What the exercise asks:
Every record must be repeated exactly, with no omission.

Available records:
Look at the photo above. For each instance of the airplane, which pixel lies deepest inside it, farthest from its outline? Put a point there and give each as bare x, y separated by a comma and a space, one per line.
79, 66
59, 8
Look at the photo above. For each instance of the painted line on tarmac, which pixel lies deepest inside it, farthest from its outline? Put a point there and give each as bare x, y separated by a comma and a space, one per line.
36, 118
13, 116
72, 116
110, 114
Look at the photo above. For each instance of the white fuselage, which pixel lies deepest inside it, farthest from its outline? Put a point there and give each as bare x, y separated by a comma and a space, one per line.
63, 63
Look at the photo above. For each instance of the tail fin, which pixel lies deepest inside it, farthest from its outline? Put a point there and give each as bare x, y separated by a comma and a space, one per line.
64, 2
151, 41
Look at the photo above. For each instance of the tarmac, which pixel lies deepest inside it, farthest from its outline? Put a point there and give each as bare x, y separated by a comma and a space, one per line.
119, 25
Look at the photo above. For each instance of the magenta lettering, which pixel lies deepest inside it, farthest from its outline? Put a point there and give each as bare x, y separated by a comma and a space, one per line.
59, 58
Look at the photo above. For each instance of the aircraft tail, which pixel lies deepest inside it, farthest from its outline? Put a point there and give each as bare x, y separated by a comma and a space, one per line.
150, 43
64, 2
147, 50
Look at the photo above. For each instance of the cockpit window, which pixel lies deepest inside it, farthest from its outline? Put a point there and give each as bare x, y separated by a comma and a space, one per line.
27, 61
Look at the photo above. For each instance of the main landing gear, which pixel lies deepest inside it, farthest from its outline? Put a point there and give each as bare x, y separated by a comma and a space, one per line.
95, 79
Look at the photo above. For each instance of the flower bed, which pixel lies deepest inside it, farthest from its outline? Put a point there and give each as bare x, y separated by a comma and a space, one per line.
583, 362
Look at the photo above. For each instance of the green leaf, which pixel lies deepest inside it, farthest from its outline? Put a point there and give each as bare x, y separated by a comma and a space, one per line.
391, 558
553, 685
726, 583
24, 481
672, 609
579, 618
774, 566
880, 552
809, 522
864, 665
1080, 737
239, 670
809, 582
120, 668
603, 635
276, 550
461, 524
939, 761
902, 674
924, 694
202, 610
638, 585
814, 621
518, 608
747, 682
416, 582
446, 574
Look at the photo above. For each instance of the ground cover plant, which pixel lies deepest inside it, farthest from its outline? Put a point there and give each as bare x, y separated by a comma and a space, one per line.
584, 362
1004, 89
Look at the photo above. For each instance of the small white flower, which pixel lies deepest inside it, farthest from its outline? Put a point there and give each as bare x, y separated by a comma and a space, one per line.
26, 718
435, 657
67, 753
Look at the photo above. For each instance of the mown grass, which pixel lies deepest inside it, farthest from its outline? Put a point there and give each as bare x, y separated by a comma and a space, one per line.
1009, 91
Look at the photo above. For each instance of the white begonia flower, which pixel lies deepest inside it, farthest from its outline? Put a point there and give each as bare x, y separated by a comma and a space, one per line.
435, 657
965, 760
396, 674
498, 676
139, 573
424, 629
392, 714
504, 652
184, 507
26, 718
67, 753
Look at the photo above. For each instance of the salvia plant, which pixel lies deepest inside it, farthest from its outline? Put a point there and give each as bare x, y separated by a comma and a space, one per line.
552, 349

Expected output:
Look at the photo above. For each instance of the airplane, which pixel lies deepest inside it, farthest from its outline? Put a point there and give each as bare x, y separated by a comma and a space, one per line.
79, 66
59, 8
Look at the photo above. For each instance of the painted line on tarmac, which pixel lies deepest inside it, farthest from its outline? Put a point there and give each as bare x, y separated by a comma and a space, one per line.
36, 118
13, 116
72, 116
110, 114
Look at the photo above. For each instance of the white fuselage, which pixel lies deepest inside it, farthest from its outline? Put a point there and give each as bare x, y separated by a comma and a space, one per line.
63, 63
Look at the photo above. For each instance of the tail fin, which pixel lies deepest inside it, farthest from its outline? Put a point there and give each as bare x, y separated by a comma and a space, one per line.
64, 2
151, 41
Look at the photo above. For each instance of the tarmac, which pixel lies deepest inside it, farthest from its outline? Put a point there and give each as bare x, y separated by a comma and a space, one per line.
119, 25
Look at the photo above. For each instance of the magenta lettering, which pixel lies deepest inside it, farthest from its outline? Put a point there and give each as bare x, y separated by a comma and a space, one per line.
59, 58
Look at the photo above. For each instance of the aircraft tail, which pixel lies deepest inside it, farthest from its outline? Put a point there and give each as bare x, y separated by a comma and a space, one per line.
150, 43
64, 2
147, 50
Look at the photo above. For each instance of the cockpit window, which pixel lies deepest inside it, farthest from its outline? Put a point there and give each as bare x, y separated by a comma and a space, one per line.
27, 61
Look at the photo above. For each instance of the main landing gear, which pixel lies deepest inside it, farthest from its outline? Put a point there and give each as bare x, y separated by a comma and a space, one per line.
95, 79
Look at the photo above. For each instance of the flower bed, which pixel lies deepest inside it, farthest from its outline? Put a point there and give each as bare x, y separated by a comma and a space, one per line.
583, 362
Look at the photo above. For each instance of the green leaf, which pixel lies deepest inside it, farthest from its outline? Put a point there and give each as bare x, y separated by a comma and a space, one per line.
391, 558
553, 685
726, 583
24, 481
672, 609
579, 618
774, 566
880, 552
809, 522
864, 665
1080, 737
239, 670
809, 582
120, 668
603, 635
276, 550
461, 524
939, 761
902, 674
924, 694
202, 610
638, 585
814, 621
518, 608
747, 682
416, 582
446, 574
Look at the photo above. For each instance of the ground cover plant, which pixel lies deepest inside it, farthest from its outline? Put a point there and give each as bare x, y separated by a comma and a space, one per line.
584, 362
1004, 89
Look at the photo above. For each instance of the small white flower, which pixel lies deepest inside it, farthest from its outline? Put a point there and give each as bare x, y separated by a comma and a space, one per line.
26, 718
435, 657
67, 753
Look at the photo above. For each instance of the mown grass, which pixel lies deepest inside it, farthest from its outline? Put a point there and give each as bare x, y separated by a comma and a space, one per line.
1009, 91
Look at the photo above. For each instance of the white begonia flower, which pixel lies deepest inside it, farthest from its outline? Put a point there and give each as bare x, y separated by a comma and a space, one per line.
435, 657
965, 760
396, 674
498, 676
139, 573
424, 629
392, 714
504, 652
184, 507
26, 718
67, 753
Look at the photo above. For each instance of the salvia plant, which pixel lies deepest inside it, farthest from its outline? Put a point there and give each as bare x, y separated by a comma and a space, one per line.
552, 349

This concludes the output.